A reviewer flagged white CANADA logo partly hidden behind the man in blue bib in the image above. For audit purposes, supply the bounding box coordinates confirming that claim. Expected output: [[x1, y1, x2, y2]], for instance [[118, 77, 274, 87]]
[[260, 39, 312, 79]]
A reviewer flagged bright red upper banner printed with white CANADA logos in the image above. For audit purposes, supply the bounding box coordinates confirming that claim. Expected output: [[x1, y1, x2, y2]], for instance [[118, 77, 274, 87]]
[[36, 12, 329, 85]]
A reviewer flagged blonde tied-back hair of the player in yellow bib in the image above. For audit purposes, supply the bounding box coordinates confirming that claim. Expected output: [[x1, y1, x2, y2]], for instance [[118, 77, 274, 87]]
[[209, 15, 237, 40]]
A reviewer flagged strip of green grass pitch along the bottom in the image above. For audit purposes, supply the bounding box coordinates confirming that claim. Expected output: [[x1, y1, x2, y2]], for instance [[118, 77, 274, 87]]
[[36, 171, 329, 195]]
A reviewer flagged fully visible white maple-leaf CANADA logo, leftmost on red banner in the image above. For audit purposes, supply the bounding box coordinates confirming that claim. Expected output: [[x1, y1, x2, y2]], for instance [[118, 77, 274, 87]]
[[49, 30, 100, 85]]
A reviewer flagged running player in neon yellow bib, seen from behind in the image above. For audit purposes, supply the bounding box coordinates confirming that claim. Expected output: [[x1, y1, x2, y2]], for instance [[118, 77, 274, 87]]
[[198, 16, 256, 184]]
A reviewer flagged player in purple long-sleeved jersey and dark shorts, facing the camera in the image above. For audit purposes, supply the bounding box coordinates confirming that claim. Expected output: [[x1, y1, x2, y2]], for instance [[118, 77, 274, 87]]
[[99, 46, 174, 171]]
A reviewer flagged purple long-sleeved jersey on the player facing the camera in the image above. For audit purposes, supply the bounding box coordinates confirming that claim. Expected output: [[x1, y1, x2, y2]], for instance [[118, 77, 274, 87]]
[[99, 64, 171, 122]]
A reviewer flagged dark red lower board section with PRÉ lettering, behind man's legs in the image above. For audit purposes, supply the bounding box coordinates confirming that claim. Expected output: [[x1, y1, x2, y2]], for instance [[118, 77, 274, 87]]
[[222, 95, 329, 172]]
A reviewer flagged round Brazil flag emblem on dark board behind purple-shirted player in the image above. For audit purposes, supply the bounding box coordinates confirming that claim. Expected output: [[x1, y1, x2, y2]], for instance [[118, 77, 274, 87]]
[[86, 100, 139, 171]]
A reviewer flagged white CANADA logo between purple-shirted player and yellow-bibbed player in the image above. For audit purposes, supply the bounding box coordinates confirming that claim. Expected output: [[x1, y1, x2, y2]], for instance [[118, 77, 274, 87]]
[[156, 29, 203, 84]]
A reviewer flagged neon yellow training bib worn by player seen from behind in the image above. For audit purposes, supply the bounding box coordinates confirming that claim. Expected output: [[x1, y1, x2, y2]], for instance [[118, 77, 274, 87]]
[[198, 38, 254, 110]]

+ + + + +

Everything from the line containing "A reviewer flagged white CANADA logo between" to the final line of the entries above should be output exactly, and nothing more.

→ **Problem solution**:
A reviewer flagged white CANADA logo between purple-shirted player and yellow-bibbed player in the image above. For audit purposes, supply the bounding box coordinates confirming that claim. Expected output: [[x1, y1, x2, y2]], for instance [[118, 77, 274, 87]]
[[156, 29, 203, 84]]
A reviewer flagged neon yellow training bib worn by player seen from behind in the image above. For audit purposes, supply the bounding box coordinates confirming that claim. Expected output: [[x1, y1, x2, y2]], for instance [[118, 77, 274, 87]]
[[198, 38, 254, 110]]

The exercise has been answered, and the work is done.